-- INPUT FOR THIS TASK follows --

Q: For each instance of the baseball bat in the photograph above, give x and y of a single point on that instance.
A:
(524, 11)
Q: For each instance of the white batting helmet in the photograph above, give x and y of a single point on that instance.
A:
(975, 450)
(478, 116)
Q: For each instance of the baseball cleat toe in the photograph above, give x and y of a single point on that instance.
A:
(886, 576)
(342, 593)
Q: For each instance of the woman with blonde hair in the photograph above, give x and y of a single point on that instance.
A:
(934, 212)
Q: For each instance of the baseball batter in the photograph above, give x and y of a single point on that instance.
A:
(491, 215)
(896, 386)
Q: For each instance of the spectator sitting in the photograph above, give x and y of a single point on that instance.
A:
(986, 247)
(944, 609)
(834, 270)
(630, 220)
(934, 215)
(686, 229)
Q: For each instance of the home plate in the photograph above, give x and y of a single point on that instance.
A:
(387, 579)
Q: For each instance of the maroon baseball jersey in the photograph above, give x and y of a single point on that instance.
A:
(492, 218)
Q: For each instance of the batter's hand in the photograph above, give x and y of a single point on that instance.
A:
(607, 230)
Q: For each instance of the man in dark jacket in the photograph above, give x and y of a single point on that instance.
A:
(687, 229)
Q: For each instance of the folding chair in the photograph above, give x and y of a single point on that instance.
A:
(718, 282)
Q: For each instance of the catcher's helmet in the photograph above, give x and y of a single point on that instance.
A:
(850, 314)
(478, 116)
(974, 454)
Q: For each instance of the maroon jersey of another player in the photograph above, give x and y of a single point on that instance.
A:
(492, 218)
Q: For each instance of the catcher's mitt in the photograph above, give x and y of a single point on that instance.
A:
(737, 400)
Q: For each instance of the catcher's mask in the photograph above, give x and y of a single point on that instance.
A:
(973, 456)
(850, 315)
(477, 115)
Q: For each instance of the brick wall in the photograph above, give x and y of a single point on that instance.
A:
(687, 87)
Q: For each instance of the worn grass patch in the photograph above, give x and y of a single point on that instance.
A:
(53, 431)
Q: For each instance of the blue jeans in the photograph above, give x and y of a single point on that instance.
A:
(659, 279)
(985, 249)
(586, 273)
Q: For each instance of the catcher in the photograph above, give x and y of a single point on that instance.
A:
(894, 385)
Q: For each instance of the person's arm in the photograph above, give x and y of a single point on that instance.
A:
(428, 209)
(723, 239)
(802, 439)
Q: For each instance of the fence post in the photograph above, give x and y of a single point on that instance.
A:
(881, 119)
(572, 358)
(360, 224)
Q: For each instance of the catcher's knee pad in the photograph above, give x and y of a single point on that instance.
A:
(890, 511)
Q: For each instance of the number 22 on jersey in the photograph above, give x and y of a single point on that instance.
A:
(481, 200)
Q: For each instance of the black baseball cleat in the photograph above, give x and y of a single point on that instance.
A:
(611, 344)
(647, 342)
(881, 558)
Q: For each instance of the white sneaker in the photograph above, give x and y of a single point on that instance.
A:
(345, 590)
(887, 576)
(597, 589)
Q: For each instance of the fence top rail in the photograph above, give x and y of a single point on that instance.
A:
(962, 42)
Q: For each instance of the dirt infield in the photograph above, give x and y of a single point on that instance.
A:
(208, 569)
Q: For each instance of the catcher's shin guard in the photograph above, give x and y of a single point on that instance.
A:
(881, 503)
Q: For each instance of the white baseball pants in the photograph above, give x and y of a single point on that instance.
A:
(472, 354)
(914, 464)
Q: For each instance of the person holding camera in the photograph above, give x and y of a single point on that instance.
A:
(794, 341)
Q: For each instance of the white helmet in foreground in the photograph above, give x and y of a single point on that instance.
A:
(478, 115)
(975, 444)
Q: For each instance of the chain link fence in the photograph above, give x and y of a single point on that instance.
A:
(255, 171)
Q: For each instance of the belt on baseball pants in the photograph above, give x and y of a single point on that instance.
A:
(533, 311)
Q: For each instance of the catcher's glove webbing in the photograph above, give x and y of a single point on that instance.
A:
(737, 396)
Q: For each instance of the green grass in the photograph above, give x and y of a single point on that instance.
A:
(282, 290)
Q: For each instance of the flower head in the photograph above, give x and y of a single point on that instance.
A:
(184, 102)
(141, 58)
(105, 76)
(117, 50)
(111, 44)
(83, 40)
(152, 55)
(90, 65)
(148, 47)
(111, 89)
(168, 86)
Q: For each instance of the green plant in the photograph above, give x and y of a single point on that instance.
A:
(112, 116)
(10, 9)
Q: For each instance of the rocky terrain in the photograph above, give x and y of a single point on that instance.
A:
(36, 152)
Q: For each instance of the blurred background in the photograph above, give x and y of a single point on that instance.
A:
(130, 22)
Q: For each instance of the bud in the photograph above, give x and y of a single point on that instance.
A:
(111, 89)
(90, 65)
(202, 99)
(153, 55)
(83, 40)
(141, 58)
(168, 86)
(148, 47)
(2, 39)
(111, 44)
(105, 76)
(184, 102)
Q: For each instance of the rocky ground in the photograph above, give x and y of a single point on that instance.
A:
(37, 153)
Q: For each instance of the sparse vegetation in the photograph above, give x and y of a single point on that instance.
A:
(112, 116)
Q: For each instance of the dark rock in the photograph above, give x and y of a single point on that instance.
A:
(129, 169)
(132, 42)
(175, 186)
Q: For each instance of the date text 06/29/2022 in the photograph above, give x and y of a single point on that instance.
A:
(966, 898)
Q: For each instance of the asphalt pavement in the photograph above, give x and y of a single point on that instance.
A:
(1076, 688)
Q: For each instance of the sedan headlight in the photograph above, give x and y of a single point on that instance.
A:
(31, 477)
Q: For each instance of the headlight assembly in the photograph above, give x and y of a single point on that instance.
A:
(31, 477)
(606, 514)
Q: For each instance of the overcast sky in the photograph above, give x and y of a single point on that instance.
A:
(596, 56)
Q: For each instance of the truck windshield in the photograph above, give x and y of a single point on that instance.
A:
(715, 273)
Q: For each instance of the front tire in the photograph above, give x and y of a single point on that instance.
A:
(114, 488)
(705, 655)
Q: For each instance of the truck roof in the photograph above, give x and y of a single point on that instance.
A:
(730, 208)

-- INPUT FOR THIS TASK concluded --

YOUR ASSIGNMENT: Scan the records above and show every line in which the word "batter" occurs.

TASK ANSWER:
Q: For each instance of the baseball batter in the photograph above, give x and y of a single point on that instance.
Q: For each instance of the batter's hand in the photograph above, give x and y of a single point on that instance.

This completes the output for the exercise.